> [AIM] Everything from the line holding "Can you find the work boots" through the last line below must be repeated exactly, and nothing else.

> [Records of labeled points]
....................

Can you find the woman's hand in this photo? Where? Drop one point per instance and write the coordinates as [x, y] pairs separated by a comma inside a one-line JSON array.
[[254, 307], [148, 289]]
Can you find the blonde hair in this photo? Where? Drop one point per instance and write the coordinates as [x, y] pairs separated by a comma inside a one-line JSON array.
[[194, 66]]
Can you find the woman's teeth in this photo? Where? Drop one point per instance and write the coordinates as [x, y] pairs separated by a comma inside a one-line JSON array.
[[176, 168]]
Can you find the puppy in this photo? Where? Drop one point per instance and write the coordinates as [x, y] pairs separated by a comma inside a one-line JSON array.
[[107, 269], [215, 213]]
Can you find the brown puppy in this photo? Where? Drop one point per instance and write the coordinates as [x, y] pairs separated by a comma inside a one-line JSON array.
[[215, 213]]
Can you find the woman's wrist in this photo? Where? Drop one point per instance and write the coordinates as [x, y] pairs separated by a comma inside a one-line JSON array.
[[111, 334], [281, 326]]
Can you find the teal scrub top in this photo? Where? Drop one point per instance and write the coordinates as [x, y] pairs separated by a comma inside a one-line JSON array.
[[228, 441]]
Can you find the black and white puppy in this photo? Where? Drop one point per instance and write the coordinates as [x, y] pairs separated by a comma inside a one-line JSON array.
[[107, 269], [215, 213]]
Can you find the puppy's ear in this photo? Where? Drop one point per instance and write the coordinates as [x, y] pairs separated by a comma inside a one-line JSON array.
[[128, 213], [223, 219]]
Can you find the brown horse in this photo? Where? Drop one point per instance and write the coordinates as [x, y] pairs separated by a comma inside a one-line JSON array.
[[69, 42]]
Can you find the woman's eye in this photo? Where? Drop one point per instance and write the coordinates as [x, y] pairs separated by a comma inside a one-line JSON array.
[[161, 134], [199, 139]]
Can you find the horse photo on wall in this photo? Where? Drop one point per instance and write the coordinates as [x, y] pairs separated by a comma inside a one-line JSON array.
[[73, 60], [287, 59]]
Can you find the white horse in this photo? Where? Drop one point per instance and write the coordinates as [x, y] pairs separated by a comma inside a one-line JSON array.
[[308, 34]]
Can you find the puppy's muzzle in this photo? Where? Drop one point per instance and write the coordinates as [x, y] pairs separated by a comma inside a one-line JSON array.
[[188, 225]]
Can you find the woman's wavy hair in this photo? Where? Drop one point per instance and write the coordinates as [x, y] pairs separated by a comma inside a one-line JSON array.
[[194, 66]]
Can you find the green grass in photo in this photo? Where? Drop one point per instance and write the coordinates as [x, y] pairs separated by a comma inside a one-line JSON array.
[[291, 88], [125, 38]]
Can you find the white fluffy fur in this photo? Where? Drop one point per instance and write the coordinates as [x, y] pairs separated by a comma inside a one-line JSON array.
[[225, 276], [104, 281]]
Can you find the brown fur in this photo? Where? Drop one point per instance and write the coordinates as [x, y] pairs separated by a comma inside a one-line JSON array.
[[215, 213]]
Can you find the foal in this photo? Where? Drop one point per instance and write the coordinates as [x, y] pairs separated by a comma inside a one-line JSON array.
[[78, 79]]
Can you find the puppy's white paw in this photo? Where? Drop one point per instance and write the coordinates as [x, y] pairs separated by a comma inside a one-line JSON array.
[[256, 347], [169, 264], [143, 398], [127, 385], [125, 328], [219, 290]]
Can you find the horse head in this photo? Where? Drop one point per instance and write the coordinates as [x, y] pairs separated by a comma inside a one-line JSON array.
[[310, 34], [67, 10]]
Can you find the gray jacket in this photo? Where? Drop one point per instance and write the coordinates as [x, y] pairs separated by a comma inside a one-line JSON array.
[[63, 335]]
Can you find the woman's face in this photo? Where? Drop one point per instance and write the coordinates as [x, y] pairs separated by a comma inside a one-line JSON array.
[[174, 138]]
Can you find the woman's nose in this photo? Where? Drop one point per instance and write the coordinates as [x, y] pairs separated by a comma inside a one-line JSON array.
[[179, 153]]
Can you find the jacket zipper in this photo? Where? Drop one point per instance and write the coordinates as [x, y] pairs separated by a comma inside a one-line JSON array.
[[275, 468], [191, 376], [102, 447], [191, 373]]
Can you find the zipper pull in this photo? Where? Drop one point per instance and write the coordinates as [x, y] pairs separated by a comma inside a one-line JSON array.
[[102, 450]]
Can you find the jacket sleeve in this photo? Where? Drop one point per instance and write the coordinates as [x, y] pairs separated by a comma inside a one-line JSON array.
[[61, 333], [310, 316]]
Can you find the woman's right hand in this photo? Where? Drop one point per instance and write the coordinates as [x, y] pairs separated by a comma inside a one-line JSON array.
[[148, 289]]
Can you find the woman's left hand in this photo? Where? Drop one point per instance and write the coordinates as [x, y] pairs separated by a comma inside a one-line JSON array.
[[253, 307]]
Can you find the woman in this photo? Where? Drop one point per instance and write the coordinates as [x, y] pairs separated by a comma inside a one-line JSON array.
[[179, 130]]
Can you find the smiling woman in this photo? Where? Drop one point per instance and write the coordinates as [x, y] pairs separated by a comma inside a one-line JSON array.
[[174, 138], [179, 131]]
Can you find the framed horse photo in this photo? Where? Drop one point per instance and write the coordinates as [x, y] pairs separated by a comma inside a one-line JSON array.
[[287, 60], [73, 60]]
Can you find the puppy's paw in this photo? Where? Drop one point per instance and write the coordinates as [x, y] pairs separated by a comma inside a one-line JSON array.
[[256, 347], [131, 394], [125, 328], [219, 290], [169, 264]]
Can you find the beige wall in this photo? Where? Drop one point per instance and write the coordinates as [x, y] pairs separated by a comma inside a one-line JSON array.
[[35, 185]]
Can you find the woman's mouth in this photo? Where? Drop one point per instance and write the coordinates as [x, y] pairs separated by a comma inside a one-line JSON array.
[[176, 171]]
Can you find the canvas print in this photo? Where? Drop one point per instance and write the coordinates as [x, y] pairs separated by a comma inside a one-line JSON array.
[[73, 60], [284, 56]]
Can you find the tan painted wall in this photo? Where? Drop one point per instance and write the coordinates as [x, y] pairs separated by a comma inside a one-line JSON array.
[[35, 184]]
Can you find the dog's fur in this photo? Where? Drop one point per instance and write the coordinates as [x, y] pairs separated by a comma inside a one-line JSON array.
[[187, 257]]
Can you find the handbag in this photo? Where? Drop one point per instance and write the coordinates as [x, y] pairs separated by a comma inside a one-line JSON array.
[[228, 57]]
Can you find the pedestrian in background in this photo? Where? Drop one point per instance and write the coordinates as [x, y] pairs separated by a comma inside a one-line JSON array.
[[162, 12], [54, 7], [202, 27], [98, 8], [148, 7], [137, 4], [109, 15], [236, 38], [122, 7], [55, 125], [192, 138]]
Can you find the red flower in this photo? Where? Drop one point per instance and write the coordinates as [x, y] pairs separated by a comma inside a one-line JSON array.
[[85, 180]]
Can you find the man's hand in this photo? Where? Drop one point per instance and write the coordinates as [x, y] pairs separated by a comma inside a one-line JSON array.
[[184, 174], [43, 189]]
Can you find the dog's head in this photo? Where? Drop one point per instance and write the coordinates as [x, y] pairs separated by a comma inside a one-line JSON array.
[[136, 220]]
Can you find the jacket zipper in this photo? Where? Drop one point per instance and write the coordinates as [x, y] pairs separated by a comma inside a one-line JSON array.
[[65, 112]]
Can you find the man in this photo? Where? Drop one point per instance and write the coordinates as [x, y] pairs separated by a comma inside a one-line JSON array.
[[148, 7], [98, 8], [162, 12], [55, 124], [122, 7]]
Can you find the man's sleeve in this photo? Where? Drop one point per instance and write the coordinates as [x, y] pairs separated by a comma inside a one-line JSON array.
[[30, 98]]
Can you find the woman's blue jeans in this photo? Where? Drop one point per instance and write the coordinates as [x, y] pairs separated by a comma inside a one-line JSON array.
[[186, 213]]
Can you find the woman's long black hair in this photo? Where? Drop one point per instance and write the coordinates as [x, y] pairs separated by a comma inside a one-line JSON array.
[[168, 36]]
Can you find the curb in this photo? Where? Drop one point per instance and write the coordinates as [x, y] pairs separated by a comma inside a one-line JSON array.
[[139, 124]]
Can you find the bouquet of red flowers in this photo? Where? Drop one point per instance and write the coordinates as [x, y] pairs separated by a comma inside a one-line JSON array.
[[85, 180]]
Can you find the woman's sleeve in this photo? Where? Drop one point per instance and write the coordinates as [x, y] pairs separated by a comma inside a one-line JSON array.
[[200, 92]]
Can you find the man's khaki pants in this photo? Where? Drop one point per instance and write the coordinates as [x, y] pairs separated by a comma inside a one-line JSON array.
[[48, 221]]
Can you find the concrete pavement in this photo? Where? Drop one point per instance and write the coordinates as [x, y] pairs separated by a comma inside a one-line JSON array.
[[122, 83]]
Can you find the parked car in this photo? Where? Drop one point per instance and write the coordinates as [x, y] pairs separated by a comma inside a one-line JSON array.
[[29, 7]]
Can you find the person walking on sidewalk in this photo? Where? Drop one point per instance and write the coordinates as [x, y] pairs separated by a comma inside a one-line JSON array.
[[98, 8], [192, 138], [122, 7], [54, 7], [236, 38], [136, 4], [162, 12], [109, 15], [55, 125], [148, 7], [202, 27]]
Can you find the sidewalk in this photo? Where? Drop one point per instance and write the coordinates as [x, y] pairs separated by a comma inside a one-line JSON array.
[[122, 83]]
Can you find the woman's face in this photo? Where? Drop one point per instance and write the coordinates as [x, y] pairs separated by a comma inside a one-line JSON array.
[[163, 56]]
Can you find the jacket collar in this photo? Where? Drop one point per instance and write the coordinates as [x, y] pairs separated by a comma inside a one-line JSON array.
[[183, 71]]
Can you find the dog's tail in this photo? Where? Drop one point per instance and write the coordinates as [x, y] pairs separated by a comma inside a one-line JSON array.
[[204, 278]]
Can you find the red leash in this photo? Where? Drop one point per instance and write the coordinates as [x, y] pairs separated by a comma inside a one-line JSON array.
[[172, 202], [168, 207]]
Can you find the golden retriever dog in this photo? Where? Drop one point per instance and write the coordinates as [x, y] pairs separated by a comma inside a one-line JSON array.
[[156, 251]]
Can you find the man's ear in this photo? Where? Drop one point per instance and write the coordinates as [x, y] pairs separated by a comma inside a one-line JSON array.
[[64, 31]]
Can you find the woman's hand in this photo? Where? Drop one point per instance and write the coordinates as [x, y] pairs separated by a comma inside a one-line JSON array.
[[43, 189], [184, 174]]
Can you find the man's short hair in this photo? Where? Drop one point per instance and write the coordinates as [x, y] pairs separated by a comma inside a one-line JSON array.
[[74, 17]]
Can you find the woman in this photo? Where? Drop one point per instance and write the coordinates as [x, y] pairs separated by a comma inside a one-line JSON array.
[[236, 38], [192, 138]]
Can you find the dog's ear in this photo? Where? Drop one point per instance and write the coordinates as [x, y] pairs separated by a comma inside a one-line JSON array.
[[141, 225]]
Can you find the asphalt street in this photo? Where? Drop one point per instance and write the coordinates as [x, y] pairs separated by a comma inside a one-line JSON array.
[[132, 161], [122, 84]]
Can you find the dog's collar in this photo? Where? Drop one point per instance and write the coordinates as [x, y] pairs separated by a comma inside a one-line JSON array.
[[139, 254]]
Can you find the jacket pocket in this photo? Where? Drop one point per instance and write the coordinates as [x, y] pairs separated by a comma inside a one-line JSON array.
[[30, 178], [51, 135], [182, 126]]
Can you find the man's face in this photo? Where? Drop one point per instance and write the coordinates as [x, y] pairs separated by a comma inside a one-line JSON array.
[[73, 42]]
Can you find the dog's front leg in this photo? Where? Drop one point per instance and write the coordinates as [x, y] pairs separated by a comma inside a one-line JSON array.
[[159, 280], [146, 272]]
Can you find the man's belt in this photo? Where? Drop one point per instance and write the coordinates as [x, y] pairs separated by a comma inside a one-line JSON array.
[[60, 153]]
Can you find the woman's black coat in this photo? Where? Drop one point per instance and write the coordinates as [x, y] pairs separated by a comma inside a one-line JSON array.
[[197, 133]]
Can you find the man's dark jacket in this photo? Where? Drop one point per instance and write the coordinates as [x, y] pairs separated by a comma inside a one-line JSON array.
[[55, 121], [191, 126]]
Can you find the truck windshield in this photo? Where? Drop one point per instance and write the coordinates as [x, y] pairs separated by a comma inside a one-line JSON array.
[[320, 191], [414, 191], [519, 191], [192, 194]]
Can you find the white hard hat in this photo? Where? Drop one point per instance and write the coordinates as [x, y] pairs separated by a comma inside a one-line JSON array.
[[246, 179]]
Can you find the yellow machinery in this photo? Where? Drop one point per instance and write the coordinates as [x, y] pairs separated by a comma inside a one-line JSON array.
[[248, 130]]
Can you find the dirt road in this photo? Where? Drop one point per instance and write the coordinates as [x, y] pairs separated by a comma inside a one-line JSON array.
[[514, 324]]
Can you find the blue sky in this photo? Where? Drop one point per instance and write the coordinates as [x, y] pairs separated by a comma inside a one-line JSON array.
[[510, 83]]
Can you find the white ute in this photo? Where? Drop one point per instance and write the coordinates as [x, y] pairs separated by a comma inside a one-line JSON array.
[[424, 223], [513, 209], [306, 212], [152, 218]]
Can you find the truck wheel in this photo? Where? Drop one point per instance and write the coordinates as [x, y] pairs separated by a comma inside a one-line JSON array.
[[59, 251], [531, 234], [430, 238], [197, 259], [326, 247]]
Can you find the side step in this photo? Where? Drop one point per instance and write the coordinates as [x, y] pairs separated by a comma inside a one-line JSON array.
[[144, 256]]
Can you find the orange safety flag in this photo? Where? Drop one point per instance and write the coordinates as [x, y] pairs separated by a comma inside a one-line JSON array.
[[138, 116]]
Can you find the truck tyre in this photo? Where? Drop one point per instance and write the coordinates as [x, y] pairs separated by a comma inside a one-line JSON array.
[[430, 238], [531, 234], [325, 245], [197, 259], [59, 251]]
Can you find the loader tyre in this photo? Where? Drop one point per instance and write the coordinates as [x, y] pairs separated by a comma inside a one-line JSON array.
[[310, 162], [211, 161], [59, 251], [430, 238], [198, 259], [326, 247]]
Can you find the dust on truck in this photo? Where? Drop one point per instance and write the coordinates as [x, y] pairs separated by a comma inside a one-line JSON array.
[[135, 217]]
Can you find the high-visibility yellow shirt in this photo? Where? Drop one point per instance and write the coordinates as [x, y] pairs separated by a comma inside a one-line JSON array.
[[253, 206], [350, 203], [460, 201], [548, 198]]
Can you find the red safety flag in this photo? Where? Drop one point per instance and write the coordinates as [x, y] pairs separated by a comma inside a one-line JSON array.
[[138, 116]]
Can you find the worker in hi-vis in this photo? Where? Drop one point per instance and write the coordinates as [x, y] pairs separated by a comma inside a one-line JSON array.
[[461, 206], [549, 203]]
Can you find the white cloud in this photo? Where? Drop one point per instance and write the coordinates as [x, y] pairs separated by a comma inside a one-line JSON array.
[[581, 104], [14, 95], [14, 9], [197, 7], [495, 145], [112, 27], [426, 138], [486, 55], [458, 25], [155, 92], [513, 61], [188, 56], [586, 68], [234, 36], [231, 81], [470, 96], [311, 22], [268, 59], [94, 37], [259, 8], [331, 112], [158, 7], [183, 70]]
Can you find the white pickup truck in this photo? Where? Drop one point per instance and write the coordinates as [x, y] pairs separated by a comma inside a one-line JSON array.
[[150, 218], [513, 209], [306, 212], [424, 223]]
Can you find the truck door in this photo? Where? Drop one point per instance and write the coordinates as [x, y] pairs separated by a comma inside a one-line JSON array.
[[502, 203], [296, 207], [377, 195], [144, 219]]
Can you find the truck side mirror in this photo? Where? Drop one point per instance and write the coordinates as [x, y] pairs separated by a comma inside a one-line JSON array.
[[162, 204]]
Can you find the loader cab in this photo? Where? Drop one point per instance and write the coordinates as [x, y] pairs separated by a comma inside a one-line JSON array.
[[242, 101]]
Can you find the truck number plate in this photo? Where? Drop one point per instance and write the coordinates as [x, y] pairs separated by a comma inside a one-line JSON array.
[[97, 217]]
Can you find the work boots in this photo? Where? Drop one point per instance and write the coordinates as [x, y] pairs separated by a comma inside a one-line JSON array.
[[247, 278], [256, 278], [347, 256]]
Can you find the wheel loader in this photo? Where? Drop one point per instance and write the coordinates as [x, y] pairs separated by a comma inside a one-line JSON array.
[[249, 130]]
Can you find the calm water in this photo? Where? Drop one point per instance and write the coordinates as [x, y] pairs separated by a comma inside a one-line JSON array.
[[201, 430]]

....................

> [TASK RESULT]
Can you find the work boots in this photo? Where? Drop one point per instance and write the coordinates as [x, y] pairs separated by a comma inside a one-line JSON array.
[[247, 278], [256, 278], [347, 256]]
Can you find the wheel loader in this photo? Where? Drop one point per instance and write the coordinates as [x, y] pairs separated by a comma inside a one-line JSON array.
[[249, 130]]
Can you find the calm water in this photo? Where? Drop one point per instance and write the coordinates as [x, y] pairs separated by a comma inside a one-line JSON array.
[[201, 430]]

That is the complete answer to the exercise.